Copy the Hootsuite article from "The Ukrainian refugee" up to and including "in the book.", switching "seismic shift" to "major change".

Excerpted passage:
────────────────
This article was written and sourced from Irina Novoselsky’s keynote presentation at Founderpath’s last event. The images embedded below are from their slide deck. The full keynote recording is here.

When Irina Novoselsky joined Hootsuite as CEO in January 2023, the social media management pioneer was stuck in a revenue flatline despite being founded 15 years earlier as an agency tool that revolutionized social media management. In just 18 months, Novoselsky transformed the company’s trajectory by completely reimagining the SaaS playbook for a new generation of buyers, taking enterprise growth from 8% to 22% and pushing revenue toward $400 million annually.

The Ukrainian refugee turned tech executive didn’t just accelerate growth – she uncovered a seismic shift in B2B buying behavior that’s forcing every SaaS company to rethink their entire go-to-market strategy. By 2025, 75% of all buyers will be either Millennials or Gen Z, and they’re rejecting every traditional sales tactic in the book.

The Playbook: 5 Lessons from Hootsuite’s Journey to $400 Million Revenue

1. Embrace Self-Service Everything: 95% of Hootsuite’s business now comes inbound with no outbound sales force. Gen Z buyers complete 60% of their buying process before ever talking to sales – build your entire product experience around this reality.

2. Kill the Demo, Build Discovery: Traditional demos are dead. Instead of “click here for demo” CTAs, create self-guided product experiences like Monday.com where buyers can explore without human interaction. Two-thirds of Gen Z buyers want a fully digital purchase experience.
────────────────
Record extracts:
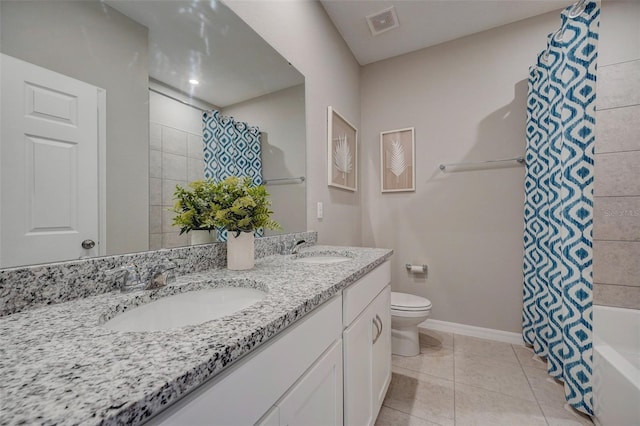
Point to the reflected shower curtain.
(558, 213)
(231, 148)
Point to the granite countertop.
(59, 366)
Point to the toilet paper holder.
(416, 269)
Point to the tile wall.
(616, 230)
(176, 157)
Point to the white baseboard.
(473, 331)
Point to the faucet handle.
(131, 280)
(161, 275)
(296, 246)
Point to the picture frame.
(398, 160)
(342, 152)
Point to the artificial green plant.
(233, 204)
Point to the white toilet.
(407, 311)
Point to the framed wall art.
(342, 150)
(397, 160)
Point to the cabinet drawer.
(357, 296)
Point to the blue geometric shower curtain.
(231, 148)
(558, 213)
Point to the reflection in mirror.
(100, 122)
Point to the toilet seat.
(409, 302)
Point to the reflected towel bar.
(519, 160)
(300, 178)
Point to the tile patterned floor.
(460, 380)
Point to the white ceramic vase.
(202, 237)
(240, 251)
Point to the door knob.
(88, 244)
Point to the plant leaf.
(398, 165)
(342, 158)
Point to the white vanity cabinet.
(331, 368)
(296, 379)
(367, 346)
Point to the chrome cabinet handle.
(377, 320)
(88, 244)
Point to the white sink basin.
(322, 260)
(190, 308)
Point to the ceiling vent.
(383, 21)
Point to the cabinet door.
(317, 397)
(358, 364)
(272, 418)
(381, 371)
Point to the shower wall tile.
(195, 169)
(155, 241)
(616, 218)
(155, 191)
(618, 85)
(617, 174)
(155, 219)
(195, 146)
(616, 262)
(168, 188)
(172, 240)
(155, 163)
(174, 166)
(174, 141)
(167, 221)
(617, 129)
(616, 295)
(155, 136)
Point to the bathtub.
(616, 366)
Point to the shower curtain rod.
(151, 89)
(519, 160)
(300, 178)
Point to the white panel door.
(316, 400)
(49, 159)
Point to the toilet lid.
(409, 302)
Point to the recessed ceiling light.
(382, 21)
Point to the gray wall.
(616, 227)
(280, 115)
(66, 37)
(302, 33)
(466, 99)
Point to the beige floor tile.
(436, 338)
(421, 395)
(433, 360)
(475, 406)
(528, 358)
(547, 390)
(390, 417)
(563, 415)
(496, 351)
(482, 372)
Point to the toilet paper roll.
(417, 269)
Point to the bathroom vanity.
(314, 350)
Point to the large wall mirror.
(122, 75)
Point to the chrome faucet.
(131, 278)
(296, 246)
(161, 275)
────────────────
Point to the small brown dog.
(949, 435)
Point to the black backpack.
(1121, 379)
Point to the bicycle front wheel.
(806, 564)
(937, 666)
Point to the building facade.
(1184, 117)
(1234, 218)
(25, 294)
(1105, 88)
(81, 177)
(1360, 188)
────────────────
Task answer:
The Ukrainian refugee turned tech executive didn’t just accelerate growth – she uncovered a major change in B2B buying behavior that’s forcing every SaaS company to rethink their entire go-to-market strategy. By 2025, 75% of all buyers will be either Millennials or Gen Z, and they’re rejecting every traditional sales tactic in the book.